Saved entries
== Segment start ==
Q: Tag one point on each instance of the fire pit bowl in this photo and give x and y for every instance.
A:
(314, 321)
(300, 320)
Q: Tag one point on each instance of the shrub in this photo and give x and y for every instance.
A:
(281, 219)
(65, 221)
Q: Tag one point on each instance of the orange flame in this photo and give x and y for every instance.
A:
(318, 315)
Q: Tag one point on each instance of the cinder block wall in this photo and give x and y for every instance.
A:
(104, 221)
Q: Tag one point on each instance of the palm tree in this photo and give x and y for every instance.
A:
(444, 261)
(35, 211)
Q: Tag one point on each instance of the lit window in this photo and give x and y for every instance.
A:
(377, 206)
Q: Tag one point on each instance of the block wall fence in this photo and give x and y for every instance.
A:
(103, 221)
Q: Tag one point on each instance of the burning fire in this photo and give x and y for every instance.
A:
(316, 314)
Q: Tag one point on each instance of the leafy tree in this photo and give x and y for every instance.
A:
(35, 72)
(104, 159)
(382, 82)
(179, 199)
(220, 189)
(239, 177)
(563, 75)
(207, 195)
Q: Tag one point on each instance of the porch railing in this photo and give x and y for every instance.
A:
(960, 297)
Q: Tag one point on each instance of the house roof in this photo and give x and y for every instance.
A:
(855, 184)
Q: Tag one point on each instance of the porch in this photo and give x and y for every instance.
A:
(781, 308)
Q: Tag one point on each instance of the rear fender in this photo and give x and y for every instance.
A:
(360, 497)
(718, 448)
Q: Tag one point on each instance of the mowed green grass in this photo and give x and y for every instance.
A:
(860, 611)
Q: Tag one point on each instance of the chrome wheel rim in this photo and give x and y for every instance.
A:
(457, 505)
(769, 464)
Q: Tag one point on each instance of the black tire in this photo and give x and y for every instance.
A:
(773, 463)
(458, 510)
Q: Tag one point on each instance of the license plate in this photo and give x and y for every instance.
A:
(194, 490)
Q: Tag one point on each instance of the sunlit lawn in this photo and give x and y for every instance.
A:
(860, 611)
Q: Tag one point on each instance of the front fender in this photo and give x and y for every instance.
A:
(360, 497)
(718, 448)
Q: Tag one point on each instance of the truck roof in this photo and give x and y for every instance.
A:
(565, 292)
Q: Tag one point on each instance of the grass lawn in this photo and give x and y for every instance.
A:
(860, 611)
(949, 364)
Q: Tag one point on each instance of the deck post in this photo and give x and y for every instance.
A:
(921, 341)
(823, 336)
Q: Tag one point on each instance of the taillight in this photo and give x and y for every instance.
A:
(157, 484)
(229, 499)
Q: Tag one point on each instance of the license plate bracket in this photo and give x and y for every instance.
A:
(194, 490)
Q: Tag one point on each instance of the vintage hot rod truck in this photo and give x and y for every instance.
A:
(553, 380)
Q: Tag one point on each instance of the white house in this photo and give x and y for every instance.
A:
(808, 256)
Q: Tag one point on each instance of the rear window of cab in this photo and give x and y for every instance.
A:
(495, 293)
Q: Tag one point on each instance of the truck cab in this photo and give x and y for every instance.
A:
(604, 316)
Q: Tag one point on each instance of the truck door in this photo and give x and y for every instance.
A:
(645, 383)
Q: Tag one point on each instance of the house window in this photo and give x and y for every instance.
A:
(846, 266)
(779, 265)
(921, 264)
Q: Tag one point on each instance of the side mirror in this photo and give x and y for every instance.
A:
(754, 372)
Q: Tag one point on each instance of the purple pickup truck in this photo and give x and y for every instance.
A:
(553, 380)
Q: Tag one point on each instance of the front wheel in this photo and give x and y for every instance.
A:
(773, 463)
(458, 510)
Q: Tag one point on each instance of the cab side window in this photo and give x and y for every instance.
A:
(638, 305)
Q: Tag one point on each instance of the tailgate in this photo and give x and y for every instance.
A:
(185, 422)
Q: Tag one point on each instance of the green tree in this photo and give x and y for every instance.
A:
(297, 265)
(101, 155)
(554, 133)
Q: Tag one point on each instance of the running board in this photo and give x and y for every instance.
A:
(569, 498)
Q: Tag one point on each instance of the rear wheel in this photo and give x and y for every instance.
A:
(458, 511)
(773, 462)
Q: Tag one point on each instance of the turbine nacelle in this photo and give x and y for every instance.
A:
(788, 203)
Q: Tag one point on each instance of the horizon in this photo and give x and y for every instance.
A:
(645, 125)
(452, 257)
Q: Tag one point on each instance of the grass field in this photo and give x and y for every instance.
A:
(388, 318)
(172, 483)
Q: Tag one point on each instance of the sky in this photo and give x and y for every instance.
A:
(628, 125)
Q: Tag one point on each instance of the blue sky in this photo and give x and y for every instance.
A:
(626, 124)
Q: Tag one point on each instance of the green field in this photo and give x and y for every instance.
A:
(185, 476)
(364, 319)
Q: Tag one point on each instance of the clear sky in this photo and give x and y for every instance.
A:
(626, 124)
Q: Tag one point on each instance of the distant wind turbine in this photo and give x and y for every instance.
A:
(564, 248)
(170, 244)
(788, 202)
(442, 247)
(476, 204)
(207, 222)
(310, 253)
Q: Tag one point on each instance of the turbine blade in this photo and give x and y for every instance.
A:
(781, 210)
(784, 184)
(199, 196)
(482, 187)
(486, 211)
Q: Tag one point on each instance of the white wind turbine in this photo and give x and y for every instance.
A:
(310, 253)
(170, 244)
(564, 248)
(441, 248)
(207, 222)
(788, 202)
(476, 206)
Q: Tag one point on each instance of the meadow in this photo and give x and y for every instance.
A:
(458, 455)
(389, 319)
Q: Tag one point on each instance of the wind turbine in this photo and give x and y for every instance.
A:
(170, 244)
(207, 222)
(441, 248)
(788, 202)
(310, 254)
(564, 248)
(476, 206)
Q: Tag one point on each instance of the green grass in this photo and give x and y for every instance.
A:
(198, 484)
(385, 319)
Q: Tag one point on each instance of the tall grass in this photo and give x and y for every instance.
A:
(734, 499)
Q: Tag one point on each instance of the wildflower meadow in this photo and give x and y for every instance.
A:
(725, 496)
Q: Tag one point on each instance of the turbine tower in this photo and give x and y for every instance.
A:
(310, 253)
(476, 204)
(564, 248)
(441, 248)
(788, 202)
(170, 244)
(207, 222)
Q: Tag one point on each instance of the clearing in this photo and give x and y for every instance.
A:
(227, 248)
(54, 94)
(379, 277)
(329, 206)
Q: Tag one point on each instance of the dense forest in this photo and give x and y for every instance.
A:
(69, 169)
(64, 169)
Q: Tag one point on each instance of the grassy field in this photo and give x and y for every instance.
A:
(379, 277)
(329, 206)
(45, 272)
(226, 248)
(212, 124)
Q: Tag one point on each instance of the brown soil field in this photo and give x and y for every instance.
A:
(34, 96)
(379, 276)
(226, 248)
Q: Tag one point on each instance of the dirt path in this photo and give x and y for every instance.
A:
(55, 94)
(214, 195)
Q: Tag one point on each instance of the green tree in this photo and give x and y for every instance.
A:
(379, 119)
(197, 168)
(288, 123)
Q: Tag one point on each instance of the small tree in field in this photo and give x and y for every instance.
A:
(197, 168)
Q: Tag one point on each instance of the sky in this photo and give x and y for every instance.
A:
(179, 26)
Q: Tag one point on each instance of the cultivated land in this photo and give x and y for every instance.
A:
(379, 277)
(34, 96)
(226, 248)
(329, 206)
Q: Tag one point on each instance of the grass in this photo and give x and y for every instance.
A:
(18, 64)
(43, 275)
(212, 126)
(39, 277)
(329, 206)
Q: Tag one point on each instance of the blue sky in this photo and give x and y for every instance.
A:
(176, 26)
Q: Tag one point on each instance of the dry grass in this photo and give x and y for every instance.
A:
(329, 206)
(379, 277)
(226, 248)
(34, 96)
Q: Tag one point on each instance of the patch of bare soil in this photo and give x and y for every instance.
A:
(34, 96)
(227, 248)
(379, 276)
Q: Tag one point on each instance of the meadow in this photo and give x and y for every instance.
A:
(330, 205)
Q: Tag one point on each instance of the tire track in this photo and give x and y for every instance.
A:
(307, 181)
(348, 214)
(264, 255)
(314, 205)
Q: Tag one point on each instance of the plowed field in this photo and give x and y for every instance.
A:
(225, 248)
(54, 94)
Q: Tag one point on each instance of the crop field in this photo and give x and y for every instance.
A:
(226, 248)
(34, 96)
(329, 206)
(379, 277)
== Segment end ==
What the exercise asks: Throughout the data above, copy all lines where the word "tire" is found.

Response below:
Q: Tag one point on each instance of the black tire in this photo and give x and y for every instance.
Q: Tag one point on each instance of the tire track in this photo and give x and y for every instance.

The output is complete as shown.